> **EXERCISE OBJECTIVE**
Copy the material below, starting at the line that contains "of the forest" and continuing through its end, with both ends included and the request lines left unchanged. Scale every answer coordinate by 2, rounding to whole numbers with halves going up.

######

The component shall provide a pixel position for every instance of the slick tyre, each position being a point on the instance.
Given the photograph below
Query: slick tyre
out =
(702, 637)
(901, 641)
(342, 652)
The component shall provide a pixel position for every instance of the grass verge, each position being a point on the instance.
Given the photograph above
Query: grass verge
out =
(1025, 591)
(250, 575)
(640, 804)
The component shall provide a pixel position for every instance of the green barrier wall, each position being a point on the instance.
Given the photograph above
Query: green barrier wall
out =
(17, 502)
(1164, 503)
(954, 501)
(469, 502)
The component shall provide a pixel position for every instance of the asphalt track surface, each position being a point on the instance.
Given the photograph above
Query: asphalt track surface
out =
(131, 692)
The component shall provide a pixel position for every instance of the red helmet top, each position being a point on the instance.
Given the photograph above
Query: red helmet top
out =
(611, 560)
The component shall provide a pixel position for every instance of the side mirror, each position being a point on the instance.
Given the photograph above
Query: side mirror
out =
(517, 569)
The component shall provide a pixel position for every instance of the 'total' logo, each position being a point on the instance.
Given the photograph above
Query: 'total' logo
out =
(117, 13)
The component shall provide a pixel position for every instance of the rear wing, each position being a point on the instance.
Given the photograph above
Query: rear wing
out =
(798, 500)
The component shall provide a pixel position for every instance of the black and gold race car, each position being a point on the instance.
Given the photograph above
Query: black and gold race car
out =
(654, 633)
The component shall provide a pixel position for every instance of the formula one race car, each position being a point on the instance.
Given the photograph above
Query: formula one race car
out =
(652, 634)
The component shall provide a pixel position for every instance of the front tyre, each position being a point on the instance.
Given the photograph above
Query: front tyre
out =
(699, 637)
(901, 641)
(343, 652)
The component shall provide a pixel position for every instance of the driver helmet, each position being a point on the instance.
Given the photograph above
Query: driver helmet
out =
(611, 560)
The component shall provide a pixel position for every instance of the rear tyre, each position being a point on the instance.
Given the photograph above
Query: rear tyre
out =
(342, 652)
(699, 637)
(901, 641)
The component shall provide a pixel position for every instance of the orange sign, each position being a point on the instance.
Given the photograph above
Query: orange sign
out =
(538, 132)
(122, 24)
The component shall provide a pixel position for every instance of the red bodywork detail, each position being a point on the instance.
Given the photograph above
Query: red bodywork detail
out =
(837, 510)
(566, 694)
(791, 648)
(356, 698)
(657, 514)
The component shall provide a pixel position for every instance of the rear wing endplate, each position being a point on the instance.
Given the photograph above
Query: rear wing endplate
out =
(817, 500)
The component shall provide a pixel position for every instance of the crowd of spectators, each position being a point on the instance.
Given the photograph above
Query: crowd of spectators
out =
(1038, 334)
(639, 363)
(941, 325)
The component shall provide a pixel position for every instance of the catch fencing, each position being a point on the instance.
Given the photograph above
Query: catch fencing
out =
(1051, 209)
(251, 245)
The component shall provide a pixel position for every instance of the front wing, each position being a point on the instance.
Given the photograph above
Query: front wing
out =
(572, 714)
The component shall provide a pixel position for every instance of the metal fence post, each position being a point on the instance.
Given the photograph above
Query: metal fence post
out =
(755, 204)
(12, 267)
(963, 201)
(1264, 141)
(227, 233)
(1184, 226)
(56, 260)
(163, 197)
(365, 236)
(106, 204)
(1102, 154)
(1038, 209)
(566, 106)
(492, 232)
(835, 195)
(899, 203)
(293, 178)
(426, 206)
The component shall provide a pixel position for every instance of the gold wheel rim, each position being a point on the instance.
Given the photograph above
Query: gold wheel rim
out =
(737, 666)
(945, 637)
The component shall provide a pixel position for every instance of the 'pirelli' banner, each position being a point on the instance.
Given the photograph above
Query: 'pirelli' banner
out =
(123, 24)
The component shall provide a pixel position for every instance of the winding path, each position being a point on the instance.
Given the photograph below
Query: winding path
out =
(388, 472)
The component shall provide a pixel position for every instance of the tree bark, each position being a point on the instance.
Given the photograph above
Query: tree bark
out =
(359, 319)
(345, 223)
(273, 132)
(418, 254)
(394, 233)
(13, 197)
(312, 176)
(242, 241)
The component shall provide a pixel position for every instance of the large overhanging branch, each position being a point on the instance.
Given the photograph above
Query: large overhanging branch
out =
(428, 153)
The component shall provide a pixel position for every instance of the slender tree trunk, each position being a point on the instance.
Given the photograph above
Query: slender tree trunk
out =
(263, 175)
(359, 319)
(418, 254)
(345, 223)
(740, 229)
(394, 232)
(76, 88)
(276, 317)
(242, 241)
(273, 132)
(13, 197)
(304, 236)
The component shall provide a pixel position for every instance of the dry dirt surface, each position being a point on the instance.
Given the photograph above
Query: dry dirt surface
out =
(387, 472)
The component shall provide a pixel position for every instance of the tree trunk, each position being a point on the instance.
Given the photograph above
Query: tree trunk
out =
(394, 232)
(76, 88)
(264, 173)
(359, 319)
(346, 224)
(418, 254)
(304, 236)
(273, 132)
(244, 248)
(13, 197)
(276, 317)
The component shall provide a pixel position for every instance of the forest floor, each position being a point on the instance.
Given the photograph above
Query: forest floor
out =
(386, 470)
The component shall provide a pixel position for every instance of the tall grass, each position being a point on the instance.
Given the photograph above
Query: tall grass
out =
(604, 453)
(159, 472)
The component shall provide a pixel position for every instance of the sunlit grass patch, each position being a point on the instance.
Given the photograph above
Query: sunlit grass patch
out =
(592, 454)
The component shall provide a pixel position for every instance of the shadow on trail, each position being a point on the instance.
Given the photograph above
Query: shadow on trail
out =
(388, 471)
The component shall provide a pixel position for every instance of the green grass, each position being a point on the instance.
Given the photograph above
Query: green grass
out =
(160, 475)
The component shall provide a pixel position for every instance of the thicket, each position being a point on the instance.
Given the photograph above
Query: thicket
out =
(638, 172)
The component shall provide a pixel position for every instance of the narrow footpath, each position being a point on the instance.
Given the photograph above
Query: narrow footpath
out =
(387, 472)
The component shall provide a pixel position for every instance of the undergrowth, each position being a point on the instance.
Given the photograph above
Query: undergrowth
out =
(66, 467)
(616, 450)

######

> **RESPONSE TO THIS EXERCISE**
The component shall provide a pixel position for every instance of the forest floor, each position being a point on the instance.
Given the photograph above
Query: forest floor
out =
(772, 940)
The component shall provide a pixel position for every instance of the tall grass, each position being a point on the instance.
Given the photograph above
Query: tall grass
out =
(1208, 906)
(318, 944)
The component shall provide a pixel position for every instance of the sunlit grass patch, each position being a point on the instance.
Given the photograph above
Query: sunlit grass patch
out =
(1184, 908)
The component shall provide a pixel position for every instance of the shadow on trail, each position being a point on the instance.
Given the photograph above
Query: shadow on trail
out =
(776, 942)
The component shall provide a pixel position for every instance of the green grass, each position being a point on the instance.
Given the photograph above
Query: green grass
out =
(320, 950)
The component shall provide a pixel position for every instance of the thicket, each position being a point on the instance.
Given the photograph above
Query: thicket
out =
(1276, 344)
The component shall provide a pixel position for every instance of the narrow footpath, each position being a point on the instance.
Given the photograph above
Query: narrow footpath
out =
(774, 944)
The component shall provide a pixel position for every instance of the undergrowth, each position being a point on the instance.
Given the photograph above
Query: undergrowth
out =
(132, 934)
(1232, 900)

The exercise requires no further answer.